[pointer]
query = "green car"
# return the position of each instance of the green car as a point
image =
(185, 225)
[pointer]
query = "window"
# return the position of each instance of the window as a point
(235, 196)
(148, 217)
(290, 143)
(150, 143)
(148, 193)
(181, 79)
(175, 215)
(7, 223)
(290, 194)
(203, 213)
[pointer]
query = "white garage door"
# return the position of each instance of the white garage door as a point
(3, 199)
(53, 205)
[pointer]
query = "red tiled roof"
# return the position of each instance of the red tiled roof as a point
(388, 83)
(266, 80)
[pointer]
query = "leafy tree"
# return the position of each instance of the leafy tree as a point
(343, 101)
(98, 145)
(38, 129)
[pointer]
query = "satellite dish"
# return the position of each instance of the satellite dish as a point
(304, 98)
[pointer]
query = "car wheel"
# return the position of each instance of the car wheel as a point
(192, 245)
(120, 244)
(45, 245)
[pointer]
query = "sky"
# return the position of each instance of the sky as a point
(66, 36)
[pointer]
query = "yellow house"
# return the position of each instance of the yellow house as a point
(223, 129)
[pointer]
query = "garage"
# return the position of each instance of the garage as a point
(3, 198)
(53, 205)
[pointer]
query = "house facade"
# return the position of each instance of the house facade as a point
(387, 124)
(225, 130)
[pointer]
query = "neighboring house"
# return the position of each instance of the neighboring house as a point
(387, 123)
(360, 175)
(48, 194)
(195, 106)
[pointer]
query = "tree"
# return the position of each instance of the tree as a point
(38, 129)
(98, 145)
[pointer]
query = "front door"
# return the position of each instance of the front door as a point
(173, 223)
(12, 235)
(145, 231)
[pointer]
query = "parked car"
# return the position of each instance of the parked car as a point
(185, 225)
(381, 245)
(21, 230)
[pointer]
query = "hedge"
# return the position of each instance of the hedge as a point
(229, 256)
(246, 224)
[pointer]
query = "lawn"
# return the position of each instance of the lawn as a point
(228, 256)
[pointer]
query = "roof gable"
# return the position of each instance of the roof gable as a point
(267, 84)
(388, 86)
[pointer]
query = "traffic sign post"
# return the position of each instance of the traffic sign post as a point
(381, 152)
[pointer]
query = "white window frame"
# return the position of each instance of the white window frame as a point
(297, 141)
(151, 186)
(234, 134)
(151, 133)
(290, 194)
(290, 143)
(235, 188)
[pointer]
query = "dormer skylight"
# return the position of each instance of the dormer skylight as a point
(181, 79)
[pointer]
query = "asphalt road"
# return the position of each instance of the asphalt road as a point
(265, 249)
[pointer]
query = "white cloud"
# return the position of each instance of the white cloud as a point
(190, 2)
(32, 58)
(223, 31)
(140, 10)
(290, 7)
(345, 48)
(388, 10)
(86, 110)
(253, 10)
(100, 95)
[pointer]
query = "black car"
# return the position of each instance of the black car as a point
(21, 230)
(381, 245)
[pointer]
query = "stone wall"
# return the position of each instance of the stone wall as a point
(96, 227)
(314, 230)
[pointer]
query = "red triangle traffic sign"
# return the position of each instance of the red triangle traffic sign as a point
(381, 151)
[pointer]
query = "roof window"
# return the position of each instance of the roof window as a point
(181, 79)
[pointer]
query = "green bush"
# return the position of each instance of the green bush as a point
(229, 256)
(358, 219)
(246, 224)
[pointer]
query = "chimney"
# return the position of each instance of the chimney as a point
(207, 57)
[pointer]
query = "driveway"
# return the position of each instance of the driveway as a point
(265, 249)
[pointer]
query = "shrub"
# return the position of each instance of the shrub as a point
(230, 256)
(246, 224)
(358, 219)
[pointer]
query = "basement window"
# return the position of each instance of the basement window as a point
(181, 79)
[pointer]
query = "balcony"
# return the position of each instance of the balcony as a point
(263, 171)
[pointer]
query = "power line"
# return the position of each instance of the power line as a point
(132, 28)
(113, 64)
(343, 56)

################

» EXERCISE AIM
Return each entry from above without altering a single character.

» COMPLETE ANSWER
[pointer]
query = "green car"
# return the position of each instance of the green car as a point
image =
(185, 225)
[pointer]
query = "window"
# return the position of each instance of the window as a point
(235, 196)
(148, 217)
(290, 143)
(150, 143)
(148, 193)
(181, 79)
(175, 215)
(7, 223)
(290, 194)
(203, 213)
[pointer]
query = "white garage door"
# return the position of each instance of the white garage door as a point
(3, 199)
(53, 205)
[pointer]
query = "red tiled roof"
# return the position of each instance of the red tiled roof as a point
(388, 83)
(266, 80)
[pointer]
query = "leafy tree"
# return the position of each instance of the leafy tree as a point
(343, 101)
(98, 145)
(38, 129)
[pointer]
query = "satellite dish"
# return the position of each instance of the satellite dish as a point
(304, 98)
[pointer]
query = "car wheel"
# return the position of each instance of the car wheel as a point
(192, 245)
(120, 244)
(45, 245)
[pointer]
query = "sky"
# return the position of each instance of the sky as a point
(66, 36)
[pointer]
query = "yellow house"
# return the position of each instance of the yellow house as a point
(223, 129)
[pointer]
query = "garage"
# return the position of each instance of the garage as a point
(3, 198)
(53, 205)
[pointer]
query = "house facade"
# return the position of each instance of the house facade as a point
(387, 124)
(225, 130)
[pointer]
query = "neighboring house"
# return the position of each instance of the neighboring house as a point
(387, 123)
(360, 175)
(48, 194)
(195, 106)
[pointer]
query = "tree"
# return the position of each instance of the tree as a point
(38, 129)
(98, 145)
[pointer]
query = "front door"
# return the position of each instance of the front door as a point
(173, 223)
(12, 235)
(145, 231)
[pointer]
query = "parked car"
# return the position of each instance of the parked car as a point
(185, 225)
(381, 245)
(21, 230)
[pointer]
query = "hedge"
# return the position of each instance of the hedge as a point
(229, 256)
(246, 224)
[pointer]
query = "lawn"
# return the position of each instance of the lawn as a point
(228, 256)
[pointer]
query = "roof gable"
# return the position of each instance of the roof gable as a point
(267, 84)
(388, 86)
[pointer]
query = "traffic sign post"
# return the position of each instance of the traffic sign post as a point
(381, 152)
[pointer]
query = "white window frame"
# return the position of each instance of the white window frame as a point
(297, 141)
(151, 186)
(234, 134)
(151, 133)
(290, 194)
(290, 143)
(235, 188)
[pointer]
query = "dormer skylight"
# return the position of each instance of the dormer skylight as a point
(181, 79)
[pointer]
query = "asphalt road"
# return the position of each instance of the asphalt road as a point
(265, 249)
[pointer]
query = "white cloud"
# return the position of each instance of the white cloud as a point
(190, 2)
(32, 58)
(223, 31)
(140, 10)
(290, 7)
(345, 48)
(388, 10)
(86, 110)
(253, 10)
(100, 95)
[pointer]
query = "black car"
# return the position of each instance of the black car as a point
(21, 230)
(381, 245)
[pointer]
query = "stone wall"
# return the position of each instance of the stone wall as a point
(96, 227)
(314, 230)
[pointer]
query = "red triangle traffic sign"
# return the position of each instance of the red triangle traffic sign as a point
(381, 151)
[pointer]
query = "roof window"
# return the position of each instance of the roof window as a point
(181, 79)
[pointer]
query = "green bush"
# return the position of each instance of the green bush as a point
(229, 256)
(358, 219)
(246, 224)
[pointer]
query = "chimney"
# return the position of each instance of the chimney as a point
(207, 57)
[pointer]
query = "driveway"
# return the position of each instance of the driveway as a point
(265, 249)
[pointer]
query = "shrub"
# return the position of each instance of the shrub as a point
(230, 256)
(246, 224)
(358, 219)
[pointer]
query = "basement window"
# return the position of each instance of the basement window as a point
(181, 79)
[pointer]
query = "balcony"
# return the position of each instance of the balcony as a point
(263, 171)
[pointer]
query = "power line"
# return the position of each instance of the power line as a point
(132, 28)
(113, 64)
(343, 56)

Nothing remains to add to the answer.